### EXERCISE TASKS
(1) Decide whether each statement below agrees with the NAL News column, answering yes or no and quoting the words that settle it.
(a) Mr. Loi led the development of HEARLab.
(b) Ms. Yeend works at NAL as a research engineer.
(c) The National Acoustic Laboratories are based in Melbourne.
(2) Write out the part of the NAL News column starting with "Welcome to a" and going on through "rehabilitation, and prevention.".

Into the (Near) Future

Mejia, Jorge PhD; Nguyen, Cong-Van MEng; Yeend, Ingrid MA; Loi, Teck MBiomedE; Cowan, Robert PhD; Dillon, Harvey PhD; National Acoustic Laboratories and the HEARing Cooperative Research Center, Sydney

doi: 10.1097/
NAL News

Dr. Mejia is a senior research engineer with the HEARing Cooperative Research Center (CRC), focusing on the psychoacoustics of hearing and signal processing coding for binaural hearing devices. Mr. Nguyen is a research engineer with National Acoustic Laboratories (NAL), with interests in statistical signal processing and machine learning. Ms. Yeend, a NAL research audiologist, works as a member of the Rehabilitation Devices team on the evaluation and improvement of hearing device effectiveness. Mr. Loi led the development of HEARLab, a PC-based audiological test system. Dr. Cowan, who is CEO of the HEARing CRC and HEARworks P/L, its commercial arm, as well as a principal research fellow at the University of Melbourne and an adjunct professor at Macquarie University, has extensive experience in the management and commercialization of hearing research. NAL Director Dr. Dillon is best known for his hearing aid research, and he recently has been active in the study of auditory processing disorders and electrophysiological assessment techniques for infants.

Figure 1.

Figure 1.

Welcome to a new column for The Hearing Journal. We will regularly be bringing you results from the research and development activities of the National Acoustic Laboratories (NAL) in Sydney. At NAL, we are interested in anything and everything concerning hearing loss, including assessment, rehabilitation, and prevention.

### RECORDED INFORMATION
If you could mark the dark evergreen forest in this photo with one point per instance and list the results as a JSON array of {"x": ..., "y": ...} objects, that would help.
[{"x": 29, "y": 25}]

### TASK-BY-TASK OUTPUTS
(1)
(a) Yes: "Mr. Loi led the development of HEARLab, a PC-based audiological test system."
(b) No: "Ms. Yeend, a NAL research audiologist"
(c) No: "the National Acoustic Laboratories (NAL) in Sydney"

(2)
Welcome to a new column for The Hearing Journal. We will regularly be bringing you results from the research and development activities of the National Acoustic Laboratories (NAL) in Sydney. At NAL, we are interested in anything and everything concerning hearing loss, including assessment, rehabilitation, and prevention.